Reproduce every line of the entries below verbatim and keep them in their original order.

____

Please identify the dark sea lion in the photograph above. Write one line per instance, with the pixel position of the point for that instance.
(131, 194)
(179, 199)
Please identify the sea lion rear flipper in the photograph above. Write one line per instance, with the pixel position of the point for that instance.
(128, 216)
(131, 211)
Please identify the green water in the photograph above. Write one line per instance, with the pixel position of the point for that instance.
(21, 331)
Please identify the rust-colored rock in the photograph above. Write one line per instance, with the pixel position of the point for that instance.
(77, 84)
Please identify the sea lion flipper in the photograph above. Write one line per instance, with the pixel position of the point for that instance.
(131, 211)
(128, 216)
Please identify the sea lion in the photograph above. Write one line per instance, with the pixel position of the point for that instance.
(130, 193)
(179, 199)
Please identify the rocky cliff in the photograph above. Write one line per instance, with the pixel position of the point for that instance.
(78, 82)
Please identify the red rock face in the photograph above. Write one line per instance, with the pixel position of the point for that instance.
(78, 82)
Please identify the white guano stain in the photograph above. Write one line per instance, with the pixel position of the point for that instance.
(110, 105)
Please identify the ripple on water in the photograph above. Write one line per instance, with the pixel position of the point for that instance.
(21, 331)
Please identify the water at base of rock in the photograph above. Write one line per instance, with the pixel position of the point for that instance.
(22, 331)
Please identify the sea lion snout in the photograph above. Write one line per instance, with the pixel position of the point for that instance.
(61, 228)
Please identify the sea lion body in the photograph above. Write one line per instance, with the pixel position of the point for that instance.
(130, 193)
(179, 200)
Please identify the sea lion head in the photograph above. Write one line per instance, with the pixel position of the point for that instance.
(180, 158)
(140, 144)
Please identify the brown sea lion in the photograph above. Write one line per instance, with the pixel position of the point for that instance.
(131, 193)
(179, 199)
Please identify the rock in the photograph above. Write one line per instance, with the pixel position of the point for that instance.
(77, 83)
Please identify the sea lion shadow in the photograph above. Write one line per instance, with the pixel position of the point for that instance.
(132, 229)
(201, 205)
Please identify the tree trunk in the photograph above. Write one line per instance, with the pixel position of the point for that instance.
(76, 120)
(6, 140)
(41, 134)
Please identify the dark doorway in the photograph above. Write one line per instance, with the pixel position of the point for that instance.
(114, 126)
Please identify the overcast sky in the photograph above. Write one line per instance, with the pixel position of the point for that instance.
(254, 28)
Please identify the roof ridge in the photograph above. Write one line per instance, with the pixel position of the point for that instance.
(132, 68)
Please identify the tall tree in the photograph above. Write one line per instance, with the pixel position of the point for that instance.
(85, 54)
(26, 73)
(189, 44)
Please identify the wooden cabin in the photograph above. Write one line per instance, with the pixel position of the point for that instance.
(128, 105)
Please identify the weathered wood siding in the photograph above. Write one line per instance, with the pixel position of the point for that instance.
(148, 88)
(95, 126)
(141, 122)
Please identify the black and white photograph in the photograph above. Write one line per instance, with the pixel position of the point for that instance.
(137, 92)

____

* THE REPLY
Please identify the dark sea lion in the photograph above. Write one line per instance, with the pixel position of the point for that instance.
(131, 194)
(179, 199)
Please identify the sea lion rear flipper in the photograph above. Write one line per instance, with the pixel position of the point for that instance.
(128, 216)
(131, 211)
Please identify the green water in the photograph above. Write one line per instance, with the pixel position of the point for that instance.
(21, 331)
Please identify the rust-colored rock in the photograph above. Write one line per instance, with the pixel position of the point for that instance.
(77, 84)
Please identify the sea lion flipper in the photograph above. Write one line per instance, with the pixel position of the point for that instance.
(131, 211)
(128, 216)
Please identify the sea lion in the photograph above. Write one line per instance, with the pixel position of the point for that instance.
(130, 193)
(179, 199)
Please identify the rocky cliff in the photograph above. Write one line per instance, with the pixel position of the point for that instance.
(78, 82)
Please identify the red rock face in the photograph above. Write one line per instance, with the pixel position of the point for that instance.
(78, 82)
Please identify the white guano stain in the photograph above. Write one line per instance, with the pixel position of the point for that instance.
(110, 105)
Please identify the ripple on water in the photograph above. Write one line per instance, with the pixel position of the point for that instance.
(21, 331)
Please identify the water at base of rock in the photograph above. Write one line per instance, with the pixel position of the point for that instance.
(22, 331)
Please identify the sea lion snout in the photograph above. Write one line per instance, with the pixel position of the point for that instance.
(61, 228)
Please identify the sea lion body in the photograph above. Write one line per instance, with the pixel position of the point for that instance.
(130, 193)
(179, 200)
Please identify the sea lion head in the photograph above. Write one line per instance, with the pixel position of the point for that instance.
(180, 158)
(140, 144)
Please identify the brown sea lion in the photograph above. Write one line per instance, with the pixel position of the point for that instance.
(131, 193)
(179, 199)
Please identify the rock in the photograph above. Write one line per instance, with the pixel position of the point for that instance.
(77, 83)
Please identify the sea lion shadow in the photograph above. Write one line per instance, with the pixel position of the point for that instance.
(132, 229)
(201, 205)
Please identify the tree trunk in the photograph above. Write one line per instance, with the pixel position of the point for that instance.
(76, 120)
(6, 140)
(41, 134)
Please identify the dark doorway in the photograph above. Write one line per instance, with the pixel position of the point for that instance.
(114, 126)
Please identify the overcast sky in the photograph above. Write one line per instance, with the pixel position of the point for that instance.
(254, 28)
Please identify the roof ridge in the photograph above. Write one line per instance, with the pixel position of the point for that instance.
(132, 68)
Please identify the tall tree in the photograph above. Write one line per instance, with the pixel position of the point for that instance.
(85, 54)
(26, 73)
(189, 44)
Please identify the wooden cabin in the photograph above. Write one line per instance, with the pixel position of the point for that instance.
(128, 105)
Please identify the weathered wood siding in the photograph above. Write one line per instance, with the pixel position of the point for that instance.
(148, 88)
(95, 126)
(141, 122)
Please identify the black and white photograph in the photograph above. Write one line per instance, with the pixel position of the point for that instance.
(137, 92)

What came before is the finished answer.